### Objectives:
a. Rewrite the costuming tips, everything from "1. Create a" down to "costume look complete.", swapping in "eyelets" for "grommets".
b. Write the next part of the costuming tips, continuing after their final sentence.

### Text passage:
· · ·

What to Wear? Tips for Fantastic Costuming!

storm trooper

I know many of our faire patrons love to come attired in garb for their days at the faire. Whether dressed as a noble, a pirate, a fairy, or a gypsy (or a kilted storm trooper), being in costume is a huge part of the fun for many of you! We have lots of great costume shoppes where you can purchase armor, bodices, hats, or boots. But if you’re a creator, you might enjoy building your own costume. Whether you sew it or buy it, you’ll want to look great and be comfortable. I surveyed our TRF Performance Company on tricks of the trade. These actors wear their costumes twelve hours a day, seventeen days a season, in weather from hot to cold, sunny to stormy. They’ve stayed in garb through it all. Here is some advice they have for you:

TRF-2-5425

1. Create a costume in flexible layers. For example, make your sleeves detachable. In the example above, TRF’s Lord of the Dance is wearing a doublet with detachable sleeves- see the laces dangling at his shoulder? Yes, it’s more work to set in grommets for lacing sleeve to bodice or doublet, but it gives you the option of wearing less on a hot day. Layers also make a costume look complete.

· · ·

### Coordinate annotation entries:
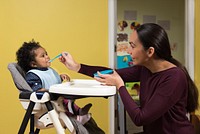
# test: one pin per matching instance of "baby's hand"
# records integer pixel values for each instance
(65, 77)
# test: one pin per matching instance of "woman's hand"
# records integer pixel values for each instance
(69, 62)
(110, 79)
(65, 77)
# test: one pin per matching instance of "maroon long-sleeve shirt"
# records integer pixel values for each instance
(163, 98)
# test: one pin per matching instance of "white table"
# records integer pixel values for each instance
(88, 88)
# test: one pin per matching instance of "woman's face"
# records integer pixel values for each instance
(136, 50)
(41, 58)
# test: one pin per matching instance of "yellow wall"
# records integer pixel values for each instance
(197, 47)
(77, 26)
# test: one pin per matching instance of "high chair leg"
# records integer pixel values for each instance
(26, 117)
(54, 117)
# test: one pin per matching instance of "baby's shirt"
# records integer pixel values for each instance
(42, 78)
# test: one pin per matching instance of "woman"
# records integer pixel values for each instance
(167, 92)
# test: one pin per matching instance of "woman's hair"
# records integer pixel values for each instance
(153, 35)
(25, 54)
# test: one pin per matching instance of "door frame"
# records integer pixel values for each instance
(189, 34)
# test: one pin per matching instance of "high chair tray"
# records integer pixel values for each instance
(83, 87)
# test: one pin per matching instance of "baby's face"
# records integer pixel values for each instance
(41, 58)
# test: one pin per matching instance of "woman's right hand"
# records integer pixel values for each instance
(69, 62)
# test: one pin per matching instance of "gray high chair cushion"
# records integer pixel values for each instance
(18, 76)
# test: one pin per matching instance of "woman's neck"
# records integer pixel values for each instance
(157, 65)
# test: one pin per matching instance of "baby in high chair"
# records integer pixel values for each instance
(34, 60)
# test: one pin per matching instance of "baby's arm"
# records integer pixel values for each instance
(65, 77)
(34, 82)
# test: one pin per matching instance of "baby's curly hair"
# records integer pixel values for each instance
(25, 54)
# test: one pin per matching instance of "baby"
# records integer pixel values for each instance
(34, 60)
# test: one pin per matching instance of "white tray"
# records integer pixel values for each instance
(83, 87)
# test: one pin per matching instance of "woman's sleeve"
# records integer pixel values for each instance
(33, 81)
(166, 95)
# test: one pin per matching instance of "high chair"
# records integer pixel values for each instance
(42, 109)
(45, 109)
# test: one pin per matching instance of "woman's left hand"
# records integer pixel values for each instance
(110, 79)
(65, 77)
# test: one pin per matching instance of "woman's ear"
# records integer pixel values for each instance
(150, 51)
(33, 64)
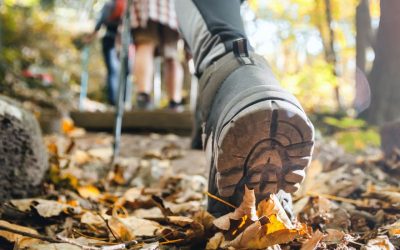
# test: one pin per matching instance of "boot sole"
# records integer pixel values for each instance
(267, 147)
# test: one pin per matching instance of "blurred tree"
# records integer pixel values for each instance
(385, 74)
(364, 35)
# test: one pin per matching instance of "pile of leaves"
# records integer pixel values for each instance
(145, 202)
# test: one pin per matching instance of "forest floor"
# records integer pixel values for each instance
(155, 197)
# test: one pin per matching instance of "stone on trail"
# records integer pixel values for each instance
(23, 155)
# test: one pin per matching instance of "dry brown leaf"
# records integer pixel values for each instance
(215, 242)
(132, 194)
(153, 212)
(45, 208)
(394, 229)
(267, 226)
(22, 241)
(247, 208)
(386, 196)
(313, 242)
(133, 226)
(55, 246)
(104, 153)
(91, 219)
(180, 220)
(333, 236)
(261, 236)
(120, 229)
(81, 157)
(380, 242)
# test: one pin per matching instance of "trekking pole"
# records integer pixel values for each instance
(124, 57)
(84, 76)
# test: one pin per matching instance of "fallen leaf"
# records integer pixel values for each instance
(81, 157)
(313, 242)
(216, 241)
(55, 246)
(380, 242)
(180, 220)
(267, 226)
(45, 208)
(333, 236)
(89, 191)
(23, 241)
(247, 208)
(91, 219)
(140, 227)
(394, 229)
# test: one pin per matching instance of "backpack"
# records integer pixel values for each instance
(118, 11)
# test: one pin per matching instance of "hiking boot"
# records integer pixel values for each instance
(256, 133)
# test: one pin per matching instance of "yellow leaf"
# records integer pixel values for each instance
(89, 191)
(23, 241)
(67, 125)
(269, 225)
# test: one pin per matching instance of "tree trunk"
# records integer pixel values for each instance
(330, 53)
(363, 28)
(385, 74)
(23, 157)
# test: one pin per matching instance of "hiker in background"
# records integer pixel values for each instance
(110, 17)
(154, 26)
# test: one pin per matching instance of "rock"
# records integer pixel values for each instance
(23, 156)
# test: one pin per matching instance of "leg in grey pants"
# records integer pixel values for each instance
(256, 133)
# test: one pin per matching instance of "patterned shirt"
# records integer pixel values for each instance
(159, 11)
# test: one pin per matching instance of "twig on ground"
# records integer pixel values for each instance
(35, 236)
(109, 228)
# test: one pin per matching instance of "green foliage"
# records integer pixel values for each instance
(358, 140)
(345, 123)
(32, 40)
(354, 134)
(303, 48)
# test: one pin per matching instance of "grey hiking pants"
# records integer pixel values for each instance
(209, 27)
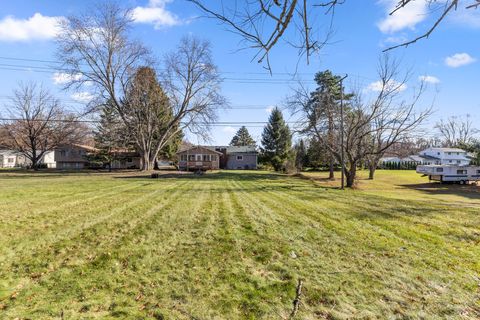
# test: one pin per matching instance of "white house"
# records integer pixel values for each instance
(445, 156)
(11, 159)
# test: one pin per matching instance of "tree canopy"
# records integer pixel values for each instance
(242, 138)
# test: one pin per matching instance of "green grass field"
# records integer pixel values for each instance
(232, 245)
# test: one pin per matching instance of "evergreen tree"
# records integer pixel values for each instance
(109, 135)
(242, 138)
(301, 157)
(326, 100)
(276, 140)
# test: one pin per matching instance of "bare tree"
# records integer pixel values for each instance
(38, 124)
(263, 23)
(456, 130)
(369, 129)
(192, 82)
(396, 119)
(99, 54)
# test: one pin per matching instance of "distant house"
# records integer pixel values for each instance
(238, 157)
(11, 159)
(444, 156)
(73, 156)
(198, 158)
(396, 160)
(126, 159)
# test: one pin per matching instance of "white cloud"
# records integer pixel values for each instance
(395, 39)
(229, 129)
(429, 79)
(408, 17)
(37, 27)
(269, 109)
(377, 86)
(466, 18)
(156, 13)
(61, 78)
(459, 59)
(83, 97)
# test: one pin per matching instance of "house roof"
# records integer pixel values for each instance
(445, 149)
(198, 147)
(235, 149)
(428, 157)
(241, 149)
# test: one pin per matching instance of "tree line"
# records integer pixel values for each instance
(138, 109)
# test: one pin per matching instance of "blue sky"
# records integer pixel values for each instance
(362, 29)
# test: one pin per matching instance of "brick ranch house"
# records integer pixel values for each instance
(218, 157)
(198, 158)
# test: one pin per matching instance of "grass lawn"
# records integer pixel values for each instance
(232, 245)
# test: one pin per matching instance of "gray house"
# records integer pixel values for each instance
(237, 158)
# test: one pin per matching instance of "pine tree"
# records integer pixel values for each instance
(300, 155)
(276, 140)
(109, 135)
(242, 138)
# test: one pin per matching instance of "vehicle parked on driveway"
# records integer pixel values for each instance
(450, 173)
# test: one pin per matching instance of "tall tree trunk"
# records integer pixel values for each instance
(351, 174)
(145, 161)
(34, 160)
(331, 175)
(372, 167)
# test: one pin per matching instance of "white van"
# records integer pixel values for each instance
(450, 173)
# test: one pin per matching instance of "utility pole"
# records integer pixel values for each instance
(342, 148)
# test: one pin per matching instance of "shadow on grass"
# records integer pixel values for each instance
(433, 188)
(220, 175)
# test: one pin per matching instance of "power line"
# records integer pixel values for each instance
(226, 108)
(46, 68)
(216, 123)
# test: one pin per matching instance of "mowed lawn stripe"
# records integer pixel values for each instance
(367, 235)
(233, 245)
(86, 243)
(63, 219)
(136, 252)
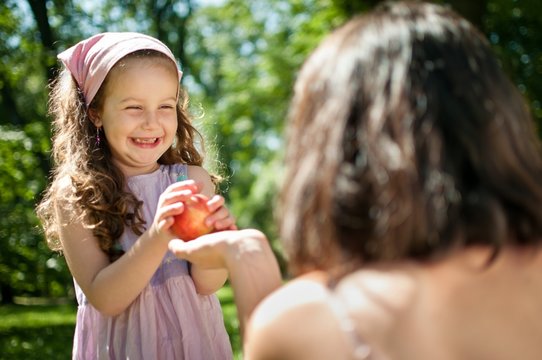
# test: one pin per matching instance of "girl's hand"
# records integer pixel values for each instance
(220, 218)
(170, 204)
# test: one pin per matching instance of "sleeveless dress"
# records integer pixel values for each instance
(168, 320)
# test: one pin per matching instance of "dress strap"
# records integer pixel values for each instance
(361, 351)
(183, 172)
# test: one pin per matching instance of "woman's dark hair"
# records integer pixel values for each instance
(406, 140)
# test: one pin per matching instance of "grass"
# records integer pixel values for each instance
(29, 332)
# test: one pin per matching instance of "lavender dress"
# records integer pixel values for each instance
(168, 320)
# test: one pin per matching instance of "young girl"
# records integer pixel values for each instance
(125, 161)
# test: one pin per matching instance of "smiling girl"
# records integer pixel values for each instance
(125, 161)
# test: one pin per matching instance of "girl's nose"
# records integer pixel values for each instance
(151, 119)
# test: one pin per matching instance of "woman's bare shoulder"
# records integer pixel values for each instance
(286, 324)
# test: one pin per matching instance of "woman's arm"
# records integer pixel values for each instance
(246, 254)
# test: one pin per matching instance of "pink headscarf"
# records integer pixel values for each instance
(90, 60)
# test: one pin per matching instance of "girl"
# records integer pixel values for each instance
(122, 139)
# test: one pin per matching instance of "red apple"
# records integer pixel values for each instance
(190, 224)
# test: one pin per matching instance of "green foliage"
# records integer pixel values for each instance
(36, 332)
(46, 331)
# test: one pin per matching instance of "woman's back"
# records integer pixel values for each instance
(453, 309)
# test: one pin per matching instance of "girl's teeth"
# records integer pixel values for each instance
(145, 141)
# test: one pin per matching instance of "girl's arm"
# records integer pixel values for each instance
(208, 280)
(253, 268)
(112, 287)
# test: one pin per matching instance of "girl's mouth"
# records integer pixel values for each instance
(146, 141)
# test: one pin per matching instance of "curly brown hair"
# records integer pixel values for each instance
(406, 140)
(84, 177)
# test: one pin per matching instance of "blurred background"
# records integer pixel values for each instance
(239, 58)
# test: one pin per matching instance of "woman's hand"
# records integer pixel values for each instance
(246, 254)
(220, 218)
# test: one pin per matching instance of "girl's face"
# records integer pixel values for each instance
(138, 115)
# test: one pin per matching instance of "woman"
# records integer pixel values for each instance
(410, 210)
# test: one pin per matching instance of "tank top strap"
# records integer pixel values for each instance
(360, 350)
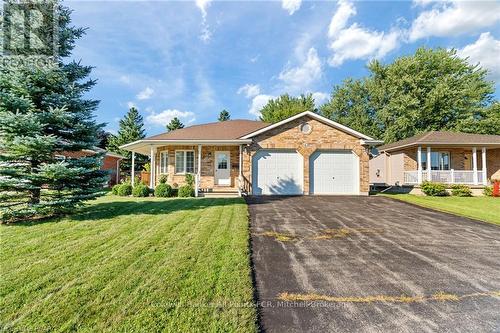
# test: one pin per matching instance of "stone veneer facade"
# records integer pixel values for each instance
(287, 136)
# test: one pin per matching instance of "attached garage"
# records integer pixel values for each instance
(277, 172)
(334, 172)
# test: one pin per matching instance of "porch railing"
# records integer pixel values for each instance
(444, 176)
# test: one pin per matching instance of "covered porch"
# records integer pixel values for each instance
(448, 165)
(215, 165)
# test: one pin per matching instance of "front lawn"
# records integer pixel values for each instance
(480, 208)
(135, 265)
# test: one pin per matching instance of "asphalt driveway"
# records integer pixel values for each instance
(372, 264)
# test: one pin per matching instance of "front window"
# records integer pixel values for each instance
(184, 161)
(439, 160)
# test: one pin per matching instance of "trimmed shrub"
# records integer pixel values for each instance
(125, 189)
(115, 189)
(488, 191)
(163, 190)
(140, 191)
(186, 191)
(434, 189)
(461, 191)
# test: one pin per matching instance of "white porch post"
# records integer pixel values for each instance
(198, 173)
(153, 168)
(483, 160)
(419, 161)
(474, 165)
(429, 164)
(132, 176)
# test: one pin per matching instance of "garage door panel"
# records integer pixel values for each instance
(277, 172)
(334, 172)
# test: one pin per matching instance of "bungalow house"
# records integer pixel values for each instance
(304, 154)
(444, 157)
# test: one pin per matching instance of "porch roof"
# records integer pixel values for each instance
(444, 138)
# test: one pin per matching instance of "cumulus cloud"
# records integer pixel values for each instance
(301, 77)
(249, 90)
(258, 102)
(453, 18)
(145, 94)
(164, 117)
(485, 51)
(355, 41)
(291, 6)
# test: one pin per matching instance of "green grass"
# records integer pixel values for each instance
(480, 208)
(134, 265)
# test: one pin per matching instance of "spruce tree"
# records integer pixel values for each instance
(174, 124)
(224, 115)
(131, 129)
(43, 118)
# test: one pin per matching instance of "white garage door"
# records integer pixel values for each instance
(277, 172)
(334, 172)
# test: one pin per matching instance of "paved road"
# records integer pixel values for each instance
(342, 264)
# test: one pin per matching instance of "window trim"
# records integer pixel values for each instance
(185, 160)
(424, 155)
(160, 172)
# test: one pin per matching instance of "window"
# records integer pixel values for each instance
(164, 162)
(184, 161)
(439, 160)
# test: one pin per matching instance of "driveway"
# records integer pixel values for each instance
(372, 264)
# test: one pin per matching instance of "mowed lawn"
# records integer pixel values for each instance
(481, 208)
(134, 265)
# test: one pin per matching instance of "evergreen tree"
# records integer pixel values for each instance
(224, 115)
(286, 106)
(131, 129)
(44, 116)
(174, 124)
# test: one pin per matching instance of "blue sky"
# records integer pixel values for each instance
(193, 59)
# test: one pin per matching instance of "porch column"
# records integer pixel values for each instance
(474, 165)
(419, 161)
(483, 159)
(152, 161)
(132, 176)
(198, 173)
(429, 165)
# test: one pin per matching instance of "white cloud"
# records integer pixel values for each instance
(164, 117)
(356, 42)
(299, 78)
(291, 5)
(453, 18)
(339, 20)
(319, 98)
(258, 102)
(145, 94)
(485, 51)
(250, 90)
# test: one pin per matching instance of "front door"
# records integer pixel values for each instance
(222, 168)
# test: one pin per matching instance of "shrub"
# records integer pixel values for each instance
(140, 191)
(434, 189)
(186, 191)
(115, 189)
(163, 190)
(488, 191)
(163, 179)
(125, 189)
(461, 191)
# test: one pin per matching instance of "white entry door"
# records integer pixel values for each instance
(222, 168)
(334, 172)
(277, 172)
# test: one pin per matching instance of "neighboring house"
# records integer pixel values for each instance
(455, 158)
(304, 154)
(110, 162)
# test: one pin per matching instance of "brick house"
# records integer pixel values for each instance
(455, 158)
(303, 155)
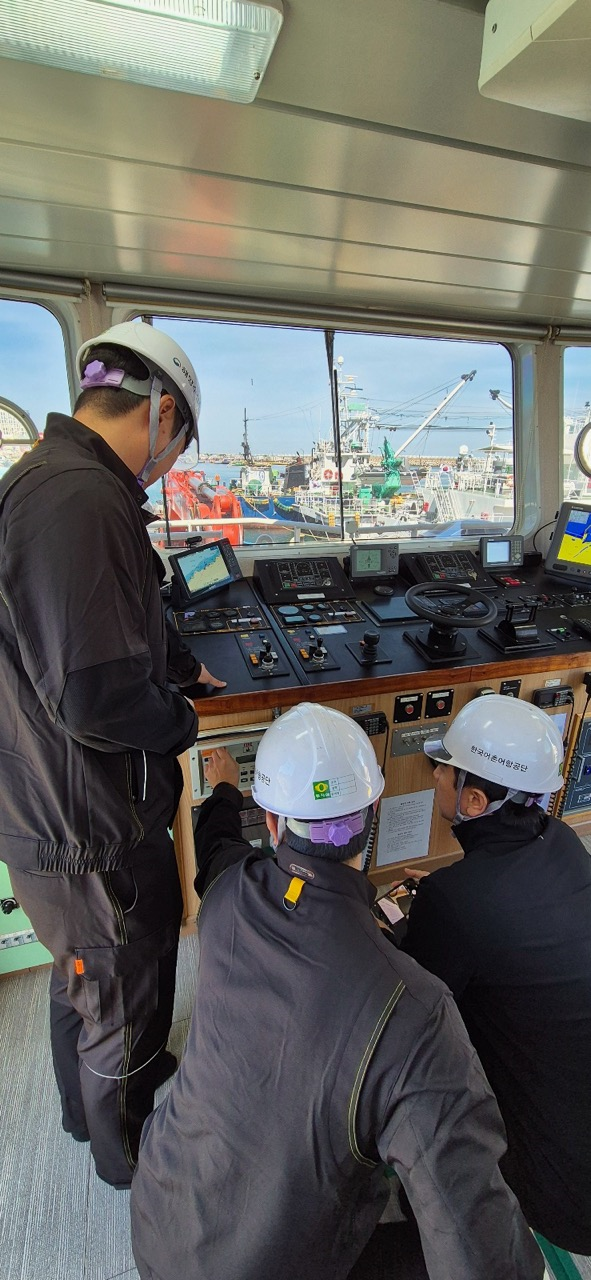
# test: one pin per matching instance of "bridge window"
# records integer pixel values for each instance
(33, 375)
(425, 443)
(577, 414)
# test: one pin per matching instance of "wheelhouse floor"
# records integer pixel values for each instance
(58, 1221)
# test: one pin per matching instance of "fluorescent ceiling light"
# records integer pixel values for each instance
(216, 48)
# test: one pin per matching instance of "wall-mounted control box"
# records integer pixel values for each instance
(411, 741)
(243, 748)
(438, 703)
(407, 707)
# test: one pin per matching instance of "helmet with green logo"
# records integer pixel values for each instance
(314, 764)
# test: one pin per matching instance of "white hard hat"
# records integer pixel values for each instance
(315, 763)
(163, 357)
(507, 741)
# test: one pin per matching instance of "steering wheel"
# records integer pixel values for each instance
(439, 603)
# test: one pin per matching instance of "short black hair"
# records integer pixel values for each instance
(115, 401)
(511, 812)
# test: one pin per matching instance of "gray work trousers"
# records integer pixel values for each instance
(114, 941)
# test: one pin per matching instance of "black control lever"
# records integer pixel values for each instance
(520, 629)
(316, 649)
(370, 641)
(267, 658)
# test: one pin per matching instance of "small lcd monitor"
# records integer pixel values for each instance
(569, 556)
(201, 571)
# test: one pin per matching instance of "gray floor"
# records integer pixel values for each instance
(58, 1221)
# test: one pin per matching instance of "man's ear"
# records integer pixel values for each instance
(166, 408)
(475, 801)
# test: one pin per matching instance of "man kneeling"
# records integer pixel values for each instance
(509, 929)
(317, 1056)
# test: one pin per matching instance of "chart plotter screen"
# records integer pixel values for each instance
(575, 545)
(202, 571)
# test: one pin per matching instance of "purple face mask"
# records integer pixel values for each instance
(97, 375)
(337, 831)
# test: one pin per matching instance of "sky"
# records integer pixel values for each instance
(280, 378)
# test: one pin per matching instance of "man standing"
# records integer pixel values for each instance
(90, 731)
(509, 929)
(317, 1054)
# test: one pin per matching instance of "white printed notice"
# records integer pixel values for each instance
(404, 827)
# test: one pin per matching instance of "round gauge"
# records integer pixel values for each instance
(582, 449)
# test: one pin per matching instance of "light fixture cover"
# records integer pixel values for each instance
(215, 48)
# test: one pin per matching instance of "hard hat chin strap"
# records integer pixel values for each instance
(512, 794)
(155, 392)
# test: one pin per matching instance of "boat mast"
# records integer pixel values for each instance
(246, 447)
(464, 379)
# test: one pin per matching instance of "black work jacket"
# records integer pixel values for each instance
(88, 730)
(509, 929)
(317, 1055)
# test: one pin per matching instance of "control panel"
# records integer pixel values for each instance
(232, 634)
(308, 580)
(577, 789)
(202, 621)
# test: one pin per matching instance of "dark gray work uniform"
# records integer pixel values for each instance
(88, 775)
(509, 929)
(317, 1055)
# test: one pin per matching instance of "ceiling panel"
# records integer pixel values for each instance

· · ·

### Expected results:
a.
1. Create a costume in flexible layers. For example, make your sleeves detachable. In the example above, TRF’s Lord of the Dance is wearing a doublet with detachable sleeves- see the laces dangling at his shoulder? Yes, it’s more work to set in eyelets for lacing sleeve to bodice or doublet, but it gives you the option of wearing less on a hot day. Layers also make a costume look complete.

b.
2. Get good, accurate measurements! It’s preferable to have someone do the measurements for you so that you can stand up straight! You may want to use a worksheet like the one at the bottom of this post. Be sure to put your name and the date on it.

Angela

3. Sketch your dream costume, then assess your budget and schedule! Things are always going to take longer and cost more than you expect, so allow plenty of time. It’s no fun to come to faire exhausted after pulling an all night sewing session, or too broke to buy beer because your costume went over budget!

4.  Make an inexpensive mock up first. When you’re dealing with expensive fabrics like silk or leather, it can be devastating to cut out the pattern pieces only to discover the sizing is wrong or you need practice on a technique such as ruching. Doing a first run on muslin to work out the kinks can save your sanity and your pocketbook!

FG1

5. From the fairy godmother, speaking about reinforcement: “Cable ties can be used as boning. If you are well-endowed, consider steel bones. Bone the edges of garments that will be laced up. Best practice is to put a bone at the finished edge, mark lacing holes, the another bone at the other side. This prevents the edges from buckling.
Reinforce any area where you will be making lacing holes or placing grommets. Good things to use are PRESHRUNK cotton canvas or belt backing. A little interfacing added to the fabric edges in addition to other reinforcing is helpful.”

6. If you make a mistake, stop and fix it. You ignore it at your own peril, it will usually come back to haunt you later in the construction process.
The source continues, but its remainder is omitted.